### Available data
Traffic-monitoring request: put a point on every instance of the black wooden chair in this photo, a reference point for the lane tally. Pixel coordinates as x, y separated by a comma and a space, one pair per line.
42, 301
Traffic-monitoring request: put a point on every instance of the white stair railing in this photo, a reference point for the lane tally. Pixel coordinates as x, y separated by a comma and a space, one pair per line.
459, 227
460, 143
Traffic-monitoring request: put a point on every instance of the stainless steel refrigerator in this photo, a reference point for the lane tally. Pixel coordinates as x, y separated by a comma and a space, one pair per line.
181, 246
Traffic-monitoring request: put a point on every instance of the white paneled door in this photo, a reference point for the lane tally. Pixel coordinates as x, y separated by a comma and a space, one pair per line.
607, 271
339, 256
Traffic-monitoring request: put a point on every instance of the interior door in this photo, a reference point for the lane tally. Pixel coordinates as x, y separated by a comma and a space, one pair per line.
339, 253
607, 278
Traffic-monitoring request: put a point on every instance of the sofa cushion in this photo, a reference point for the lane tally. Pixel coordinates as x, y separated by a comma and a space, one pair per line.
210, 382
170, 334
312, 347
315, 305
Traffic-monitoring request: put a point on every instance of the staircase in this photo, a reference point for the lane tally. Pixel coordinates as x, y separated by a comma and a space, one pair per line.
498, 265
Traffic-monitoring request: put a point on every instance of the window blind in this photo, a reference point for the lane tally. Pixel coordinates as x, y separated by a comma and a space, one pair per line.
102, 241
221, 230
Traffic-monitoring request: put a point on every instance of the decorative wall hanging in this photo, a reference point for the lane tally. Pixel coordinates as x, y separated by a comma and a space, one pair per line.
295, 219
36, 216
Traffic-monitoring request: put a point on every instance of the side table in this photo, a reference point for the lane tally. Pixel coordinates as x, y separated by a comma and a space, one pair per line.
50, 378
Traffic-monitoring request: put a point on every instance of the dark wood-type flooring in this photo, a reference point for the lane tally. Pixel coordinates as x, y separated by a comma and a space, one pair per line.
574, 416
######
-- Work request --
Reproduce each record exactly as it appears.

-- Answer to the problem --
Traffic-monitoring request: put a point on every instance of the black wooden chair in this photo, a reference point for the lane tally. Pixel coordinates as x, y separated by a comma and a space, one pair per line.
42, 301
Traffic-monitoring request: put a point on every instance of the white stair railing in this photo, a reference point for the lane tally. Pixel coordinates as x, y separated by a comma and a space, one pair per line.
459, 227
460, 143
Traffic-monitoring request: put a point on every instance of the stainless steel refrigerator in this photo, a reference point for the lane tally. Pixel coordinates as x, y separated by a comma and a space, one pair per line.
181, 246
Traffic-monitoring request: put a point on every instance of the white paneled door in this photo, a reference point for the lane tally. Pixel coordinates as x, y separated by a comma and a space, one pair per line.
607, 271
339, 256
Traffic-monitoring request: put a point on every instance of the interior door in this photo, a reference point for the lane tally. Pixel coordinates as x, y separated by a comma and a space, one pair per line.
339, 253
607, 278
Traffic-monitoring request: put a point on every instance of the sofa cushion in this photo, a reference point for the lane tally. Pixel coordinates as x, y separated by a comma and a space, one pair per line.
210, 382
170, 334
312, 347
315, 305
Traffic-monitoring request: put a point on every instance of the staircase in this photo, a reference point for the lane tally. Pixel coordinates as x, y separated by a comma and a space, one pair per line.
498, 265
Traffic-monitoring request: put a point on every instance of the window blind in this photo, a reference point for the lane tally. Pixel coordinates as x, y separated by a comma and a space, one pair per line.
102, 241
221, 230
Traffic-monitoring request: put a point on every instance of the decorative wall hanging in this photo, a reference point for the lane tally. Pixel coordinates as x, y separated by a comma and a space, one pair per line.
295, 219
36, 216
Traffic-monitoring request: put a point on every instance of the side table in this photo, a reference point for the lane tally. Pixel coordinates as x, y separated by a comma and a space, one pair per line.
50, 378
Traffic-monitoring request: put a point on every instance of the dark wood-type flooring in this photo, a reference point for the lane tally. Pixel coordinates as x, y separated by a comma and a space, one pair per line.
574, 416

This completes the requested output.